Retype the data between the line containing "Detect palm tree silhouette." and the line containing "[407, 135, 429, 146]", inclusive, leaving out the pictures.
[Begin Extracted material]
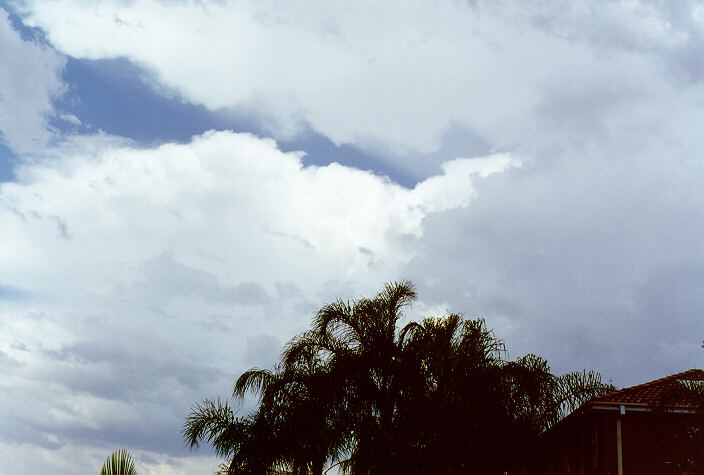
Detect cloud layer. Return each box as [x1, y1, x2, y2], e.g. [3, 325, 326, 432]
[0, 8, 65, 153]
[0, 0, 704, 473]
[0, 132, 511, 472]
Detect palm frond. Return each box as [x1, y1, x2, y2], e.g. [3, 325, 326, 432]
[232, 368, 274, 398]
[100, 449, 137, 475]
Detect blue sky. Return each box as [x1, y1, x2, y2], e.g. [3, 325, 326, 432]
[0, 0, 704, 474]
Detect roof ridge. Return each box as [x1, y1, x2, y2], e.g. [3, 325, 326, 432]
[590, 368, 704, 402]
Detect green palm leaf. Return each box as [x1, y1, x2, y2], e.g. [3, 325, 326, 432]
[100, 450, 137, 475]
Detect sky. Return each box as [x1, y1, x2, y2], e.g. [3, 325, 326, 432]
[0, 0, 704, 475]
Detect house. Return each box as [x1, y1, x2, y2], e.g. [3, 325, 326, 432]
[523, 369, 704, 475]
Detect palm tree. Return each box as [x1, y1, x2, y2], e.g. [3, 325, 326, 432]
[100, 450, 137, 475]
[184, 281, 607, 475]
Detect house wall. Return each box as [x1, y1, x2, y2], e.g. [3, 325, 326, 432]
[511, 411, 704, 475]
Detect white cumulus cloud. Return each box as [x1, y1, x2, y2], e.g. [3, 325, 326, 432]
[0, 8, 66, 153]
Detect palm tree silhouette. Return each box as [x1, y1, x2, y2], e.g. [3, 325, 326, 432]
[184, 281, 611, 475]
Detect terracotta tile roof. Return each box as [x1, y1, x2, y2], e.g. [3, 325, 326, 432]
[589, 369, 704, 406]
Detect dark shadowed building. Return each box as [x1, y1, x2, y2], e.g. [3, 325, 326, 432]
[517, 369, 704, 475]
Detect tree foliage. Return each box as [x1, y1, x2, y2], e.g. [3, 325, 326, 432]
[100, 450, 137, 475]
[184, 282, 613, 474]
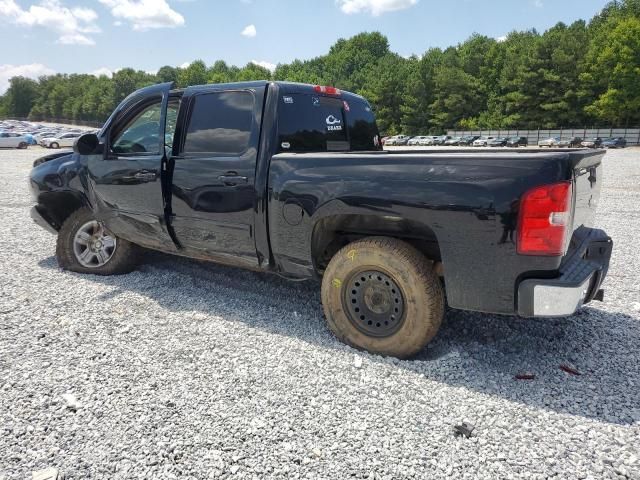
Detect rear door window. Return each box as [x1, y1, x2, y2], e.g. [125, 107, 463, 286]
[278, 94, 349, 152]
[183, 91, 254, 155]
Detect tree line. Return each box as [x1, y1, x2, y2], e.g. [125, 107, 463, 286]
[0, 0, 640, 135]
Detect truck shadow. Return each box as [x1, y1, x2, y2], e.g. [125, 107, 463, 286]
[40, 253, 640, 425]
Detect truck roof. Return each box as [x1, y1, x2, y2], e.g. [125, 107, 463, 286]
[172, 80, 366, 101]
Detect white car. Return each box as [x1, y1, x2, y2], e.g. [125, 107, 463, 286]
[34, 130, 60, 143]
[40, 133, 82, 148]
[473, 137, 496, 147]
[0, 132, 29, 148]
[418, 135, 438, 147]
[385, 135, 411, 145]
[407, 135, 429, 146]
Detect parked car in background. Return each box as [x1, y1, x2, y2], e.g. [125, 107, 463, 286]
[40, 133, 80, 148]
[407, 135, 429, 147]
[34, 130, 60, 143]
[433, 135, 451, 145]
[556, 137, 582, 148]
[0, 132, 29, 148]
[420, 135, 438, 147]
[487, 137, 509, 147]
[505, 137, 529, 148]
[385, 135, 411, 146]
[538, 137, 560, 148]
[602, 137, 627, 148]
[471, 137, 495, 147]
[580, 137, 602, 148]
[458, 135, 480, 147]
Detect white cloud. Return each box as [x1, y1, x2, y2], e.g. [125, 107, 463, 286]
[89, 67, 114, 78]
[0, 0, 100, 45]
[0, 63, 55, 95]
[336, 0, 418, 17]
[251, 60, 277, 73]
[240, 24, 258, 38]
[99, 0, 185, 31]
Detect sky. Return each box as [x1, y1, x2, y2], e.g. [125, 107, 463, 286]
[0, 0, 607, 94]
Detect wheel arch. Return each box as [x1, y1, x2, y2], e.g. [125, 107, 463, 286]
[311, 213, 442, 276]
[38, 190, 90, 231]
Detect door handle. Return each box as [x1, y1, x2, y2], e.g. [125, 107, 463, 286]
[133, 172, 157, 182]
[218, 175, 249, 187]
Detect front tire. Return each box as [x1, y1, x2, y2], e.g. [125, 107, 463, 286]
[56, 207, 138, 275]
[322, 237, 445, 358]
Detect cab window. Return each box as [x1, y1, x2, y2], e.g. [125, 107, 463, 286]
[111, 97, 180, 155]
[278, 93, 380, 152]
[111, 98, 162, 154]
[182, 91, 255, 155]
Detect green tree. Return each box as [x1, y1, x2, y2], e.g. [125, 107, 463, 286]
[581, 17, 640, 125]
[2, 77, 39, 117]
[178, 60, 208, 87]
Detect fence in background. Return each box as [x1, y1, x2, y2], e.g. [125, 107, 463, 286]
[0, 117, 104, 128]
[447, 127, 640, 145]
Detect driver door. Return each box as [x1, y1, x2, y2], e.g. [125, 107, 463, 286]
[87, 84, 178, 252]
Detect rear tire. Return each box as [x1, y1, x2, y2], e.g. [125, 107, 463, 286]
[56, 207, 139, 275]
[322, 237, 445, 358]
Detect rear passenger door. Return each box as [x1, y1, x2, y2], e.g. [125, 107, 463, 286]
[171, 86, 265, 266]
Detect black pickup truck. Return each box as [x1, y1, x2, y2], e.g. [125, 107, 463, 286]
[30, 81, 612, 357]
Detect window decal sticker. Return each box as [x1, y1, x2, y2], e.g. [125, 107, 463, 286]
[327, 115, 342, 132]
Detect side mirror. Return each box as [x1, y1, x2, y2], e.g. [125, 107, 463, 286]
[73, 133, 100, 155]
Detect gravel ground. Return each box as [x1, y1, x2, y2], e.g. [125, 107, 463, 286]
[0, 149, 640, 479]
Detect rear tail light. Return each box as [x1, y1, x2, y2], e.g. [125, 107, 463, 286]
[313, 85, 342, 95]
[518, 182, 573, 256]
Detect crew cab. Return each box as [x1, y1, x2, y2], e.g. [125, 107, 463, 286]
[30, 81, 612, 357]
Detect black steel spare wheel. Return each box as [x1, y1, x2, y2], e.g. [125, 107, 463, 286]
[343, 270, 404, 337]
[322, 237, 444, 358]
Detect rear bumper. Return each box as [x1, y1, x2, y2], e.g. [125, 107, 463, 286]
[518, 227, 613, 317]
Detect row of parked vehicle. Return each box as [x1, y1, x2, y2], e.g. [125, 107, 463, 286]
[382, 135, 529, 147]
[0, 120, 96, 149]
[382, 135, 627, 148]
[538, 137, 627, 148]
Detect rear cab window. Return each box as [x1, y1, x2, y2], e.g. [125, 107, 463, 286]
[278, 91, 381, 153]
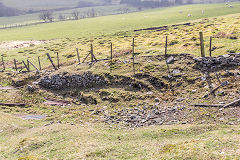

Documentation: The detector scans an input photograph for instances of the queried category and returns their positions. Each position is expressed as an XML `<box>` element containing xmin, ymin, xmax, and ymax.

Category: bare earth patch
<box><xmin>0</xmin><ymin>40</ymin><xmax>49</xmax><ymax>49</ymax></box>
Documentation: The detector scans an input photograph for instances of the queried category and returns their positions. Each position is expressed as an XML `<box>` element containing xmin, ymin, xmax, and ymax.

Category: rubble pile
<box><xmin>39</xmin><ymin>72</ymin><xmax>107</xmax><ymax>90</ymax></box>
<box><xmin>104</xmin><ymin>107</ymin><xmax>187</xmax><ymax>127</ymax></box>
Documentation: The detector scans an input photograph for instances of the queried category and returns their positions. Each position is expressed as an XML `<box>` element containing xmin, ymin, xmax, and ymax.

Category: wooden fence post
<box><xmin>199</xmin><ymin>32</ymin><xmax>205</xmax><ymax>57</ymax></box>
<box><xmin>110</xmin><ymin>42</ymin><xmax>113</xmax><ymax>72</ymax></box>
<box><xmin>90</xmin><ymin>44</ymin><xmax>94</xmax><ymax>62</ymax></box>
<box><xmin>22</xmin><ymin>61</ymin><xmax>30</xmax><ymax>72</ymax></box>
<box><xmin>27</xmin><ymin>59</ymin><xmax>40</xmax><ymax>72</ymax></box>
<box><xmin>46</xmin><ymin>53</ymin><xmax>57</xmax><ymax>70</ymax></box>
<box><xmin>76</xmin><ymin>48</ymin><xmax>81</xmax><ymax>64</ymax></box>
<box><xmin>209</xmin><ymin>37</ymin><xmax>212</xmax><ymax>57</ymax></box>
<box><xmin>57</xmin><ymin>52</ymin><xmax>60</xmax><ymax>69</ymax></box>
<box><xmin>14</xmin><ymin>59</ymin><xmax>17</xmax><ymax>71</ymax></box>
<box><xmin>27</xmin><ymin>61</ymin><xmax>30</xmax><ymax>71</ymax></box>
<box><xmin>132</xmin><ymin>38</ymin><xmax>135</xmax><ymax>76</ymax></box>
<box><xmin>2</xmin><ymin>56</ymin><xmax>6</xmax><ymax>70</ymax></box>
<box><xmin>165</xmin><ymin>36</ymin><xmax>168</xmax><ymax>56</ymax></box>
<box><xmin>38</xmin><ymin>56</ymin><xmax>42</xmax><ymax>70</ymax></box>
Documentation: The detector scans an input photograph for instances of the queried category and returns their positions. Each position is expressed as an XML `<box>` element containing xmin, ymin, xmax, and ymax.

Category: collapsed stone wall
<box><xmin>39</xmin><ymin>72</ymin><xmax>107</xmax><ymax>90</ymax></box>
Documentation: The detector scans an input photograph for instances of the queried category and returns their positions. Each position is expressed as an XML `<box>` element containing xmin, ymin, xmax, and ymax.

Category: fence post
<box><xmin>110</xmin><ymin>42</ymin><xmax>113</xmax><ymax>72</ymax></box>
<box><xmin>2</xmin><ymin>56</ymin><xmax>6</xmax><ymax>70</ymax></box>
<box><xmin>199</xmin><ymin>32</ymin><xmax>205</xmax><ymax>57</ymax></box>
<box><xmin>57</xmin><ymin>52</ymin><xmax>60</xmax><ymax>69</ymax></box>
<box><xmin>76</xmin><ymin>48</ymin><xmax>81</xmax><ymax>64</ymax></box>
<box><xmin>14</xmin><ymin>59</ymin><xmax>17</xmax><ymax>71</ymax></box>
<box><xmin>27</xmin><ymin>61</ymin><xmax>30</xmax><ymax>71</ymax></box>
<box><xmin>22</xmin><ymin>61</ymin><xmax>30</xmax><ymax>72</ymax></box>
<box><xmin>132</xmin><ymin>38</ymin><xmax>135</xmax><ymax>76</ymax></box>
<box><xmin>38</xmin><ymin>56</ymin><xmax>42</xmax><ymax>70</ymax></box>
<box><xmin>91</xmin><ymin>44</ymin><xmax>93</xmax><ymax>62</ymax></box>
<box><xmin>27</xmin><ymin>59</ymin><xmax>40</xmax><ymax>72</ymax></box>
<box><xmin>46</xmin><ymin>53</ymin><xmax>57</xmax><ymax>70</ymax></box>
<box><xmin>209</xmin><ymin>37</ymin><xmax>212</xmax><ymax>57</ymax></box>
<box><xmin>165</xmin><ymin>36</ymin><xmax>168</xmax><ymax>56</ymax></box>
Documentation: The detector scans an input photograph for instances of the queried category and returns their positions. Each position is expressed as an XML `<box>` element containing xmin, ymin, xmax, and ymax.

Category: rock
<box><xmin>26</xmin><ymin>85</ymin><xmax>36</xmax><ymax>93</ymax></box>
<box><xmin>39</xmin><ymin>72</ymin><xmax>107</xmax><ymax>90</ymax></box>
<box><xmin>155</xmin><ymin>98</ymin><xmax>160</xmax><ymax>102</ymax></box>
<box><xmin>176</xmin><ymin>98</ymin><xmax>185</xmax><ymax>102</ymax></box>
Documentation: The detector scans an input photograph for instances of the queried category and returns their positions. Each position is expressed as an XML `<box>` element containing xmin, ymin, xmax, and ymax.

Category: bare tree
<box><xmin>39</xmin><ymin>11</ymin><xmax>53</xmax><ymax>22</ymax></box>
<box><xmin>72</xmin><ymin>11</ymin><xmax>79</xmax><ymax>20</ymax></box>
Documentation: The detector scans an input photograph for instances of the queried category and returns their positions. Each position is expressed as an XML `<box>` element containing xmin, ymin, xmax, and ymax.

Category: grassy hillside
<box><xmin>0</xmin><ymin>3</ymin><xmax>240</xmax><ymax>41</ymax></box>
<box><xmin>0</xmin><ymin>113</ymin><xmax>240</xmax><ymax>160</ymax></box>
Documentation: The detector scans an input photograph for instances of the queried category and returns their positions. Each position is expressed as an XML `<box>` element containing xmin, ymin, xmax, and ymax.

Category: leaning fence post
<box><xmin>199</xmin><ymin>32</ymin><xmax>205</xmax><ymax>57</ymax></box>
<box><xmin>57</xmin><ymin>52</ymin><xmax>60</xmax><ymax>69</ymax></box>
<box><xmin>46</xmin><ymin>53</ymin><xmax>57</xmax><ymax>70</ymax></box>
<box><xmin>14</xmin><ymin>59</ymin><xmax>17</xmax><ymax>71</ymax></box>
<box><xmin>76</xmin><ymin>48</ymin><xmax>81</xmax><ymax>63</ymax></box>
<box><xmin>2</xmin><ymin>56</ymin><xmax>6</xmax><ymax>70</ymax></box>
<box><xmin>165</xmin><ymin>36</ymin><xmax>168</xmax><ymax>56</ymax></box>
<box><xmin>110</xmin><ymin>42</ymin><xmax>113</xmax><ymax>72</ymax></box>
<box><xmin>22</xmin><ymin>61</ymin><xmax>30</xmax><ymax>72</ymax></box>
<box><xmin>90</xmin><ymin>44</ymin><xmax>93</xmax><ymax>62</ymax></box>
<box><xmin>209</xmin><ymin>37</ymin><xmax>212</xmax><ymax>57</ymax></box>
<box><xmin>27</xmin><ymin>61</ymin><xmax>30</xmax><ymax>71</ymax></box>
<box><xmin>132</xmin><ymin>38</ymin><xmax>135</xmax><ymax>75</ymax></box>
<box><xmin>27</xmin><ymin>59</ymin><xmax>40</xmax><ymax>72</ymax></box>
<box><xmin>38</xmin><ymin>56</ymin><xmax>42</xmax><ymax>70</ymax></box>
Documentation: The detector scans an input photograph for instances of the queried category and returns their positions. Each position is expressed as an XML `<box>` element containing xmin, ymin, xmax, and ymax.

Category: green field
<box><xmin>0</xmin><ymin>4</ymin><xmax>137</xmax><ymax>27</ymax></box>
<box><xmin>0</xmin><ymin>0</ymin><xmax>240</xmax><ymax>160</ymax></box>
<box><xmin>0</xmin><ymin>113</ymin><xmax>240</xmax><ymax>160</ymax></box>
<box><xmin>2</xmin><ymin>0</ymin><xmax>107</xmax><ymax>10</ymax></box>
<box><xmin>0</xmin><ymin>3</ymin><xmax>240</xmax><ymax>41</ymax></box>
[End Extracted material]
Problem solution:
Detect palm tree silhouette. Return each box as [x1, y1, x2, y2], e.g. [3, 325, 326, 432]
[184, 281, 611, 475]
Detect terracotta tile roof. Return each box as [x1, y1, x2, y2], e.g. [3, 325, 326, 432]
[589, 369, 704, 406]
Detect dark shadowed building. Return each box as [x1, y1, x2, y2], e.g. [3, 325, 326, 432]
[517, 369, 704, 475]
Detect tree foliage. Return each box as [x1, y1, x2, y2], e.g. [3, 325, 326, 432]
[100, 450, 137, 475]
[184, 282, 613, 474]
Detect rear door window. Return each box as [x1, y1, x2, y2], e.g. [125, 107, 463, 286]
[278, 94, 349, 152]
[183, 91, 254, 155]
Detect tree line. Return each box as [x1, y1, x2, y2], e.g. [125, 107, 463, 286]
[0, 0, 640, 135]
Detect truck shadow. Return each box as [x1, y1, x2, y2], e.g. [125, 107, 463, 286]
[40, 253, 640, 425]
Detect truck roof. Return each box as [x1, y1, x2, y2], e.g. [125, 107, 463, 286]
[172, 80, 366, 101]
Detect white car. Return each box as [x1, y1, x2, y2], e.g. [125, 107, 463, 286]
[34, 130, 60, 143]
[40, 133, 82, 148]
[473, 137, 496, 147]
[0, 132, 29, 148]
[418, 135, 438, 147]
[385, 135, 411, 145]
[407, 135, 429, 146]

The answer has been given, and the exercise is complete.